The material below holds a span beginning at the line with "Where can the white string" and ending at the line with "Where can the tree trunk". Quote that span exactly, both ends included, and only that span.

● ● ●

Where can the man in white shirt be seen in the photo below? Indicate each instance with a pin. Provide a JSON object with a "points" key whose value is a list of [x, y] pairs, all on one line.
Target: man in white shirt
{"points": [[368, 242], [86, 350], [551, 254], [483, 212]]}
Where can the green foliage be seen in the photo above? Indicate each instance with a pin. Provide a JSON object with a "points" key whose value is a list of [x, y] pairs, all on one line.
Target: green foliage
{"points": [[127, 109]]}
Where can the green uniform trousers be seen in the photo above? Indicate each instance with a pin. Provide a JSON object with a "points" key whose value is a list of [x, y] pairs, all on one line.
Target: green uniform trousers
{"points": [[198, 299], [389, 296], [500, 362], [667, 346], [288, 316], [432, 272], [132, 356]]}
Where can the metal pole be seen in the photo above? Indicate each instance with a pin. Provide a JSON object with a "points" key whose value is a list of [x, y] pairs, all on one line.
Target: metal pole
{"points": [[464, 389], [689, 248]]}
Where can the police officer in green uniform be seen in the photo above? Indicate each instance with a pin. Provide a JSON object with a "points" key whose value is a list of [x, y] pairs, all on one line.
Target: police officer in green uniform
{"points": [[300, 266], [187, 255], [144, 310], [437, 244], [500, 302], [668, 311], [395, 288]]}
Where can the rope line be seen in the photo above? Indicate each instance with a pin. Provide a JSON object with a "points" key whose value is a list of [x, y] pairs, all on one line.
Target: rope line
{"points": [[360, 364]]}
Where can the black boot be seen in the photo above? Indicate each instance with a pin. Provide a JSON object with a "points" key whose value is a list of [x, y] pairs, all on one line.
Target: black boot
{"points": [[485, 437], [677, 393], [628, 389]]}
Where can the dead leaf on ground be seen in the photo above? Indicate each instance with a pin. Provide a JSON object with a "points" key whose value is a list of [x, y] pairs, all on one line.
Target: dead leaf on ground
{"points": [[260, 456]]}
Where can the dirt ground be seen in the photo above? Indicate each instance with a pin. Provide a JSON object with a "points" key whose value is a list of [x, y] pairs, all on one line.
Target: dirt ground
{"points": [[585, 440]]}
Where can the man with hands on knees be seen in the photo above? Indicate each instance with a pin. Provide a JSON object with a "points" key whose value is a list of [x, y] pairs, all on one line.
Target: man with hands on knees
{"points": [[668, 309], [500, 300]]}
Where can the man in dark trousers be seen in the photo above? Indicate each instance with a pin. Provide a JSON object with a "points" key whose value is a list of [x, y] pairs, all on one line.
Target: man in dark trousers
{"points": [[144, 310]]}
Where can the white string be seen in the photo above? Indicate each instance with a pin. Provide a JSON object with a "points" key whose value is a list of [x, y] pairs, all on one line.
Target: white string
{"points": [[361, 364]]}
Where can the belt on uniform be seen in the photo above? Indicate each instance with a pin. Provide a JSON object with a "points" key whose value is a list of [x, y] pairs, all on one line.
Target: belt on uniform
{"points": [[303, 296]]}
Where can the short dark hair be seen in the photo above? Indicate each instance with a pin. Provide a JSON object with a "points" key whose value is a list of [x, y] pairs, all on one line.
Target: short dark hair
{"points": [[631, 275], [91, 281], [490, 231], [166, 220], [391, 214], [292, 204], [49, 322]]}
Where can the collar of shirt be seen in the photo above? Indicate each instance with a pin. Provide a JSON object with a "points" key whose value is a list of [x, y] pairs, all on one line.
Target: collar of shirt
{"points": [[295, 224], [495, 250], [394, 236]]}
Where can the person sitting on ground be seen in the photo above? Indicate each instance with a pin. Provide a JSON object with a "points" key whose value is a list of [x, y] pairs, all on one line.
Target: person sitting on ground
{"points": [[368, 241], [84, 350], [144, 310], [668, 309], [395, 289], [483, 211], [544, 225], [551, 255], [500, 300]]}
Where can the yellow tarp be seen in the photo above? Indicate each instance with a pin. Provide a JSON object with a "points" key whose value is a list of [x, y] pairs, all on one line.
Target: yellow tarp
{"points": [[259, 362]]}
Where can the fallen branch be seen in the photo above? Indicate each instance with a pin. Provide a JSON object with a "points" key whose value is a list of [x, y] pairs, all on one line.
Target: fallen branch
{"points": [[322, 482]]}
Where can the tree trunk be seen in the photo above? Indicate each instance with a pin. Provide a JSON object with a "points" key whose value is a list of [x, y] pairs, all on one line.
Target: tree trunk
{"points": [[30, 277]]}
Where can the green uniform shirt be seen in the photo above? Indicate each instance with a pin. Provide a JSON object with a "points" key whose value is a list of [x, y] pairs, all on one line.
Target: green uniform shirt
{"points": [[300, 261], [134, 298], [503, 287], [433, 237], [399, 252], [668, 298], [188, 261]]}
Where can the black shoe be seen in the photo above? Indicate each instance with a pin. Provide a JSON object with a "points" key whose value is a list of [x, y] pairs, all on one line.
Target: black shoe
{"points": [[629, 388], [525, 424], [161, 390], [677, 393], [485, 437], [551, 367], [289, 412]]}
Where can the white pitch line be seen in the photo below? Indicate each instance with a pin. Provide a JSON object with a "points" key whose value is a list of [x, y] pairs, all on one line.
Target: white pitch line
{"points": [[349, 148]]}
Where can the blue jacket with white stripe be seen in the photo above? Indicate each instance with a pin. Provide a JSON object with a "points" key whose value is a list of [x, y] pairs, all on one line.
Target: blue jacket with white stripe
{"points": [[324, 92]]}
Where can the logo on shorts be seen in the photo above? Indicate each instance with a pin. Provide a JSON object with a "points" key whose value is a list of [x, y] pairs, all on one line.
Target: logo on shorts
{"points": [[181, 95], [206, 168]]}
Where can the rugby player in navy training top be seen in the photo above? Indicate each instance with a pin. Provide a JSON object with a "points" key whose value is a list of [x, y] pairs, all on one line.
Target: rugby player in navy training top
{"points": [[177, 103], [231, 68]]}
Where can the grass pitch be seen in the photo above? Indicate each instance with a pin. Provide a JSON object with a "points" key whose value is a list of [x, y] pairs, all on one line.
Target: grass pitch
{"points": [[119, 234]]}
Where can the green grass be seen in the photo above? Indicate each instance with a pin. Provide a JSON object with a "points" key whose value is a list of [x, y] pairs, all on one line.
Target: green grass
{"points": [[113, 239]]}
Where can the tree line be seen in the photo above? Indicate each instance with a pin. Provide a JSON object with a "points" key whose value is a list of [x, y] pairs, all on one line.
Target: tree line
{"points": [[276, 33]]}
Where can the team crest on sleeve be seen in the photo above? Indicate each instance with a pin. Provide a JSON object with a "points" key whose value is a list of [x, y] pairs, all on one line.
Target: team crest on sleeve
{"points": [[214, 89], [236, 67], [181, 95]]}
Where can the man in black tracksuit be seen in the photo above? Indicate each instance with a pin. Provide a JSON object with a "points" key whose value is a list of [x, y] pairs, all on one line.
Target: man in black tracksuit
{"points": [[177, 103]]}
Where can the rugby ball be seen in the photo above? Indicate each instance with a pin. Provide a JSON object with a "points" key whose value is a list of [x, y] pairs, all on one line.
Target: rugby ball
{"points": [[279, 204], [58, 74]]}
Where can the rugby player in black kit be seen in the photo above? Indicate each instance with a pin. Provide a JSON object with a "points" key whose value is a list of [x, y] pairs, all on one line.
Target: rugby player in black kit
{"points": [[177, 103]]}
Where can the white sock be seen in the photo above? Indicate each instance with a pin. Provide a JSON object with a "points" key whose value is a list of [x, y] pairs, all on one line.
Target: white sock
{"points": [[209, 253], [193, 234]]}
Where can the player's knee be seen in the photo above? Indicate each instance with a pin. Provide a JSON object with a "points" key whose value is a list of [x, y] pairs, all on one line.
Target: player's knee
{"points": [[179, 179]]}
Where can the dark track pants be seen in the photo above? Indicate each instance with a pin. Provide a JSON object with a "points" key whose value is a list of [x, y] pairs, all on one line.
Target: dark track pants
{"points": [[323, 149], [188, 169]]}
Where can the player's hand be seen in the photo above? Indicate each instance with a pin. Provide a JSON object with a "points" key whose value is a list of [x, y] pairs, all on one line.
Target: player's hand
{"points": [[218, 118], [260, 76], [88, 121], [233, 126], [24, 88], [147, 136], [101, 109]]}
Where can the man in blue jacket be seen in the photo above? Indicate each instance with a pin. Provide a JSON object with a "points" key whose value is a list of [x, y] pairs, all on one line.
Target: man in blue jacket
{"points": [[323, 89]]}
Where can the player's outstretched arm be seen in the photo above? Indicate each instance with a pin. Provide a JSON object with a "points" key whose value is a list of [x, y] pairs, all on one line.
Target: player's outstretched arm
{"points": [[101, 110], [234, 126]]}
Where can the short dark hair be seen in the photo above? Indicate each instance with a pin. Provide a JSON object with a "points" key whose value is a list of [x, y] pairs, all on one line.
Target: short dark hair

● ● ●

* Exercise result
Where can the white string be seen in the photo above? Indicate each instance with a pin. Provide a JSON object with a "points" key whose value is a list of [x, y] pairs, all on one line.
Target: white string
{"points": [[361, 364]]}
Where can the belt on uniform be seen in the photo above? Indicate each instance with a pin. Provide a JSON object with a "points" key whose value is a list of [x, y] pairs, all on one line.
Target: belt on uniform
{"points": [[303, 296]]}
Where can the short dark hair be seen in the photo above? Indicate each instance with a pin. Provide a JSON object with a "points" key whose value is a list of [x, y] pairs, all on one line.
Target: short dark hair
{"points": [[631, 275], [91, 281], [490, 231], [166, 220], [391, 214], [292, 204], [49, 322]]}
Where can the collar of shirt be seen in the photo above? Indicate each instance with a pin. Provide a JSON object with a "points" key whose value is a list of [x, y] pairs, all on one line.
Target: collar of shirt
{"points": [[295, 224], [495, 250], [394, 236]]}
Where can the person sitting on ground be seen in the photo above? Indicate each instance with a pin. Provide a JSON object with a "points" key whose value is a list of [x, y] pairs, all on one line.
Target: person sitting on ground
{"points": [[368, 241], [84, 350], [144, 310], [668, 309], [395, 289], [483, 211], [544, 225], [551, 255], [500, 300]]}
Where can the yellow tarp be seen in the photo above? Indicate each instance with a pin. Provide a JSON object with a "points" key whose value is a list of [x, y] pairs, all on one line.
Target: yellow tarp
{"points": [[259, 362]]}
Where can the fallen branch be seen in the photo above? Indicate each instance with a pin. Provide a JSON object with a "points" key whose value is a list of [x, y] pairs, all on one line.
Target: fallen branch
{"points": [[322, 482]]}
Where can the tree trunk be seen in the photo above? Indicate each instance with a pin. Provide a JSON object with a "points" key whose value is a list of [x, y] pairs, all on one line.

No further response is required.